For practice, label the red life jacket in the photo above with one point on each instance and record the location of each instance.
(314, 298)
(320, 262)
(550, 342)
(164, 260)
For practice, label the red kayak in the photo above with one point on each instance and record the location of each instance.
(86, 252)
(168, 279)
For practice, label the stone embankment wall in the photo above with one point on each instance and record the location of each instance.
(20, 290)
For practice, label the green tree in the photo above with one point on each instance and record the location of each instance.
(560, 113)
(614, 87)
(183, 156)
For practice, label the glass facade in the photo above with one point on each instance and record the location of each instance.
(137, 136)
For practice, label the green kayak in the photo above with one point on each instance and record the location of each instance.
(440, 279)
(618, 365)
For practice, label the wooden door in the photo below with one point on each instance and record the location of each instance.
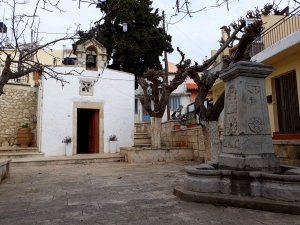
(94, 132)
(287, 103)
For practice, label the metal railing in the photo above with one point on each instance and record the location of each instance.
(20, 80)
(287, 25)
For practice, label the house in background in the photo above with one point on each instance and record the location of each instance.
(181, 96)
(279, 46)
(18, 105)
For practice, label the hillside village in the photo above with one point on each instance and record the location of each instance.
(97, 116)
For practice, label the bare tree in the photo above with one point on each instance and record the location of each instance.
(157, 91)
(22, 59)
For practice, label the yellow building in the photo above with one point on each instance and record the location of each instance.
(278, 46)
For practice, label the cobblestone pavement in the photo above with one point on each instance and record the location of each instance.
(113, 193)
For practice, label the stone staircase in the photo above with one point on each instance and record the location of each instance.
(31, 156)
(18, 152)
(142, 140)
(142, 136)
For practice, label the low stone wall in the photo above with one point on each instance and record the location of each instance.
(150, 155)
(142, 127)
(190, 137)
(4, 169)
(288, 151)
(17, 107)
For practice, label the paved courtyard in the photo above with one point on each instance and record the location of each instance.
(113, 193)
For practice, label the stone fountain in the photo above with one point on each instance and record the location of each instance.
(248, 173)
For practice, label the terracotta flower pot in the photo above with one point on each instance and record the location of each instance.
(24, 137)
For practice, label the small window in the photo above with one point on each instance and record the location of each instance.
(135, 106)
(86, 88)
(174, 102)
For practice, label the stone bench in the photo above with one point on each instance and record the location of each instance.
(150, 155)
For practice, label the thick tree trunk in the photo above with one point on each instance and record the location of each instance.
(155, 132)
(211, 141)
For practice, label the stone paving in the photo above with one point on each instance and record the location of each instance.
(113, 193)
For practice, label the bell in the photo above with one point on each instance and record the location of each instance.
(90, 60)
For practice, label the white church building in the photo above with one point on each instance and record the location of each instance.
(95, 103)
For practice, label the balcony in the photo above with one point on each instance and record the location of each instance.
(275, 37)
(22, 80)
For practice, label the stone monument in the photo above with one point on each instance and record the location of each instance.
(247, 165)
(247, 141)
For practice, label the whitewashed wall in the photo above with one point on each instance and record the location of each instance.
(114, 89)
(180, 91)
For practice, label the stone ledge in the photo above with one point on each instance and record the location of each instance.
(238, 201)
(286, 142)
(150, 155)
(4, 169)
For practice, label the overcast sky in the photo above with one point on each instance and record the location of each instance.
(196, 36)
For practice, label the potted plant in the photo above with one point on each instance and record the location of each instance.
(68, 140)
(24, 136)
(183, 122)
(113, 143)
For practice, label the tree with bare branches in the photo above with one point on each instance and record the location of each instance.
(22, 58)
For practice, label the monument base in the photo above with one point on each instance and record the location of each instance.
(241, 162)
(282, 187)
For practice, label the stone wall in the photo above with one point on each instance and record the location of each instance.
(142, 127)
(17, 107)
(288, 151)
(190, 137)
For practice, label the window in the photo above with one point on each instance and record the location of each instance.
(135, 106)
(86, 88)
(174, 102)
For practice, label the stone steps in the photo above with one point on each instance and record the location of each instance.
(4, 169)
(18, 149)
(141, 135)
(18, 152)
(15, 155)
(138, 141)
(62, 160)
(142, 139)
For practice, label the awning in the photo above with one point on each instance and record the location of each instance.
(191, 87)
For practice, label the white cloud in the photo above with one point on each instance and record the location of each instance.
(196, 36)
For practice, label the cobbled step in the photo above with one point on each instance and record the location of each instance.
(141, 135)
(62, 160)
(20, 155)
(142, 141)
(18, 149)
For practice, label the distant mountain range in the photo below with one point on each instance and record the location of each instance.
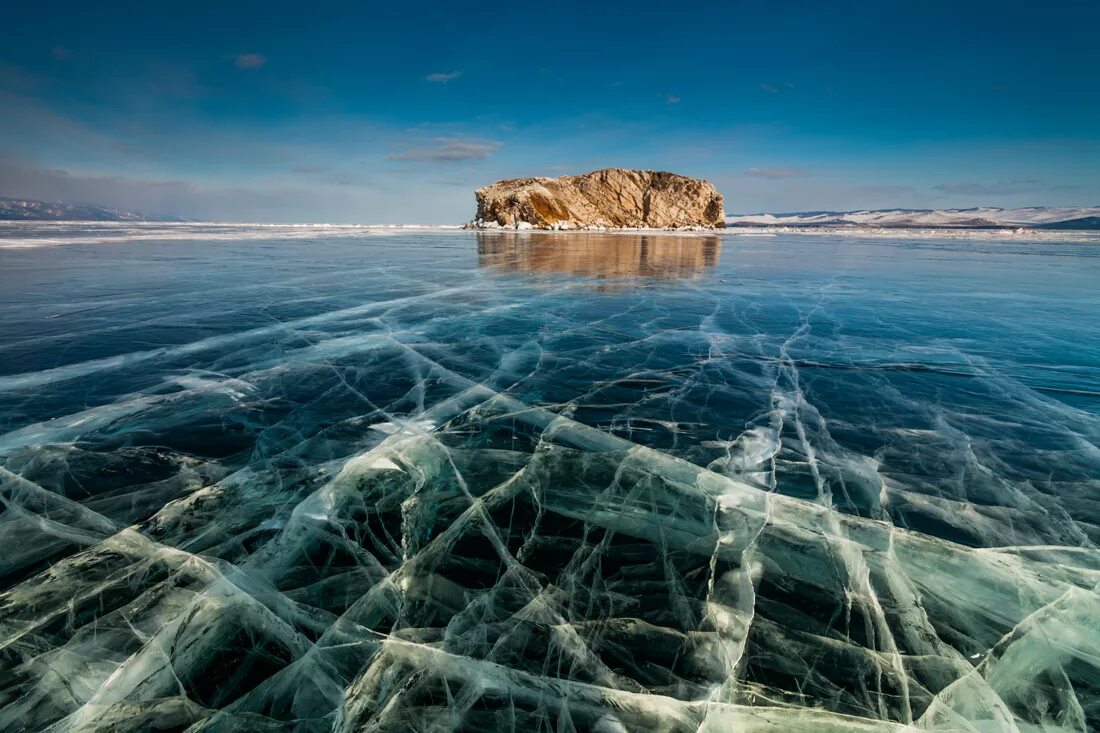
(22, 209)
(1036, 217)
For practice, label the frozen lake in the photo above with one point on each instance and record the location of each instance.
(337, 478)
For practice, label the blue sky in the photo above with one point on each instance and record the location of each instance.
(394, 112)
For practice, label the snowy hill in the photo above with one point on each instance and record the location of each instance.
(20, 209)
(977, 218)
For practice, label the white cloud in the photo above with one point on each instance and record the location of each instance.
(449, 150)
(774, 174)
(250, 61)
(442, 78)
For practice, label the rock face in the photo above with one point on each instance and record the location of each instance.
(612, 198)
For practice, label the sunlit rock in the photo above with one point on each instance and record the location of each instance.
(608, 198)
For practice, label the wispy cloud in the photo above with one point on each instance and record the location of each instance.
(887, 189)
(774, 174)
(442, 78)
(999, 188)
(774, 89)
(250, 61)
(449, 150)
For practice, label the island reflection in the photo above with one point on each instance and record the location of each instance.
(596, 254)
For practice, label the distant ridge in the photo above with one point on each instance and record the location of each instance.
(975, 218)
(23, 209)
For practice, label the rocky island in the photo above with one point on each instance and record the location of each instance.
(612, 198)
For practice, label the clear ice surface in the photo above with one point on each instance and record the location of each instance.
(323, 479)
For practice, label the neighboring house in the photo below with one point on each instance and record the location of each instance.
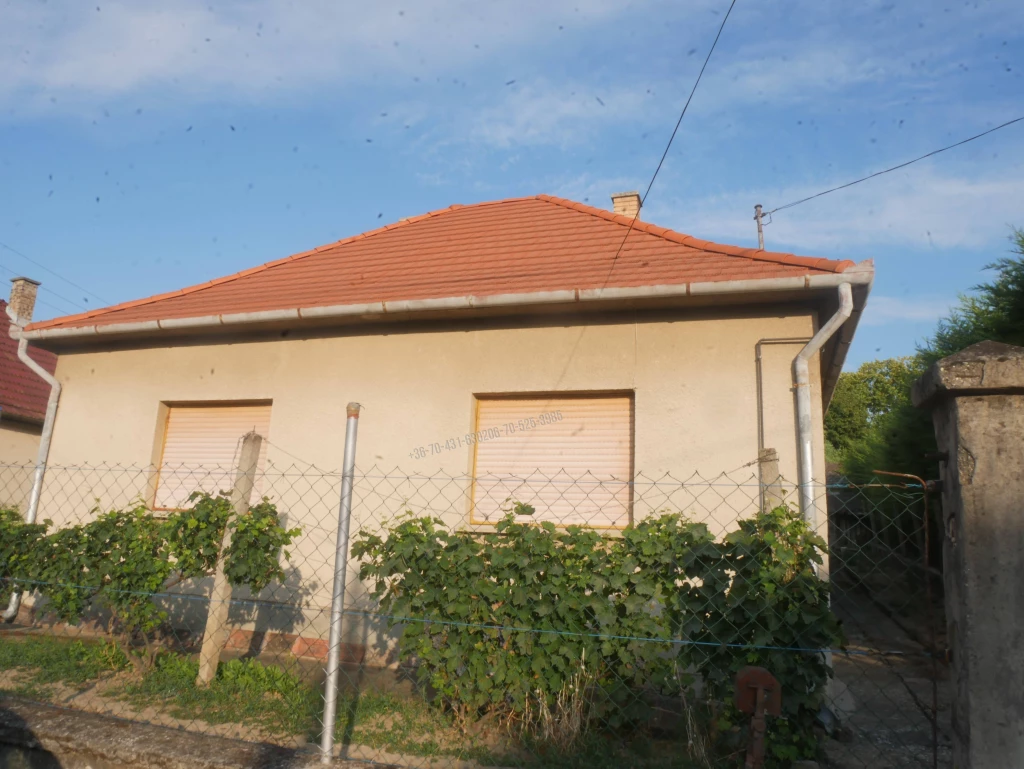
(657, 352)
(23, 398)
------------------------------
What you will do
Drop the pictures and give every line above again exactly.

Worked solution
For practice, label the red life jacket in the photo above with one point on each instance and record the location of each instance.
(314, 298)
(320, 262)
(550, 342)
(164, 260)
For practice, label the red kayak in the photo above with one point on each instance and record the location of each instance.
(86, 252)
(168, 279)
For practice, label the stone embankment wall in the photo above with one point on each instance and record the location of each instance.
(20, 290)
For practice, label the green tree in the photo above with one point on each instance and record the location of each instance.
(560, 113)
(614, 87)
(183, 156)
For practice, label the glass facade in the photo above with one point on each instance and record the location of each instance.
(137, 136)
For practice, label the green kayak in the photo above with one point on each instance and record the location of each instance.
(440, 279)
(618, 365)
For practice, label the wooden door in the photo below with one point on each instance and record the location of each instance.
(94, 132)
(287, 103)
For practice, label the metal railing in the photo above with one point on each instance and record the location of each instance.
(20, 80)
(287, 25)
For practice, label the house in background in the photo above with one point on each instance and record the location of each instance.
(181, 96)
(279, 46)
(18, 105)
For practice, label the hillside village in the photo above with one point on each instance and record the location of each instance.
(97, 116)
For practice, label the bare tree in the photo above with one point on each instance and record the location of each instance.
(157, 91)
(22, 59)
For practice, label the yellow building in the photo above with one point on each instance and record the location of each instance.
(278, 46)
For practice, label the cobblestone pavement in the photo above with one point on each instance and record the location of each instance.
(113, 193)
For practice, label the stone staircase in the photo above with one point on each instance and record the location of each instance.
(31, 156)
(18, 152)
(142, 140)
(142, 136)
For practice, label the low stone wall in the photo above with one point on each instance and record the location of each instance.
(150, 155)
(142, 127)
(190, 137)
(4, 169)
(288, 151)
(17, 107)
For practice, label the paved courtyard in the photo above with one point on each instance and record the location of each instance.
(113, 193)
For practice, label the stone fountain in the photo above with one point on each instance and record the location of each instance.
(248, 173)
For practice, label the terracotta flower pot in the photo above with one point on each instance and record the location of each instance.
(24, 137)
For practice, label the small window in the photo above with one point on each instance and record the location of each instance.
(135, 106)
(86, 88)
(174, 102)
For practice, label the stone bench in the photo above with one point on each instance and record the location of each instance.
(150, 155)
For practice, label the thick tree trunk in the photo above with one point on each instance and record the location of each instance.
(155, 132)
(211, 141)
For practice, label the stone paving in the photo above with one point on each instance and record the location of each instance.
(113, 193)
For practice, label the bell in the photo above with one point on each instance and record the location of each instance.
(90, 60)
For practice, label the white church building in the photo above with one point on each instance and record the location of each instance.
(95, 103)
For practice, label the balcony in the photo above with one point on each instance and record the location of each instance.
(275, 37)
(22, 80)
For practice, label the stone monument in the photo above with one point on each instance and record the location of each instance.
(247, 165)
(247, 141)
For practice, label the whitewashed wall in the photo above with one point on each instance and record the location of each instance.
(114, 89)
(180, 91)
For practice, label the stone ledge in the photo above with one point on each instance and record the location of each instance.
(238, 201)
(286, 142)
(150, 155)
(4, 169)
For practice, label the overcast sky in the photo above with one point on each instance and record the location of each instance.
(196, 36)
For practice, label the potted plant in the photo above with one point on each instance and record the location of each instance.
(68, 140)
(24, 136)
(183, 122)
(113, 143)
For practice, label the tree with bare branches in the photo above with one point on each instance and record the location of each instance.
(22, 58)
For practice, label the monument base in the photo above with one point on each instance and record the location of each instance.
(241, 162)
(282, 187)
For practice, label the stone wall in the photo above with one point on each instance and record the location of each instance.
(142, 127)
(17, 107)
(288, 151)
(190, 137)
For practice, label the window in the photo above with one point on each instance and record the location of each instance.
(135, 106)
(86, 88)
(174, 102)
For practice, label the stone steps in the photo above with one point on each instance and record the location of each instance.
(4, 169)
(18, 149)
(141, 135)
(18, 152)
(15, 155)
(138, 141)
(62, 160)
(142, 139)
For practice, label the awning in the photo above with one point on each instance and record the location of each instance.
(191, 87)
For practice, label the white cloud in the photo above with one point on each instance and record the location of each instance.
(196, 36)
For practice, label the cobbled step in the photo above with one point on each instance and record the location of each instance.
(141, 135)
(62, 160)
(20, 155)
(142, 141)
(18, 149)
For practice, label the distant mountain range in the photo below with one point on each instance and record the location of each instance.
(22, 209)
(1036, 217)
For practice, label the frozen lake in the photo above with one point on each instance and record the location of each instance.
(337, 478)
For practice, label the blue sky in the photo above with one point on each instance and record the location of each instance.
(394, 112)
For practice, label the snowy hill in the photo above with one point on each instance and record the location of each instance.
(20, 209)
(977, 218)
For practice, label the white cloud in the photo above with one point on each instance and record the location of each instance.
(449, 150)
(774, 174)
(250, 61)
(442, 78)
For practice, label the rock face in the photo above with one point on each instance and record the location of each instance.
(612, 198)
For practice, label the sunlit rock in the photo above with one point on each instance and record the location of each instance.
(608, 198)
For practice, label the wispy cloud in the photo above with one point on each instance and record the location of each instance.
(887, 189)
(774, 174)
(442, 78)
(999, 188)
(774, 89)
(250, 61)
(449, 150)
For practice, label the island reflection in the photo above with one point on each instance and record the location of each instance.
(596, 254)
For practice, label the distant ridge in the photo above with one point on each instance and record the location of each instance.
(975, 218)
(23, 209)
For practice, label the rocky island in the photo above with one point on each instance and record the location of each instance.
(612, 198)
For practice, label the clear ice surface in the photo above with one point on each instance and record the location of each instance.
(323, 479)
For practice, label the neighboring house in the photo below with one point on each instance and record the location of each instance.
(657, 352)
(23, 398)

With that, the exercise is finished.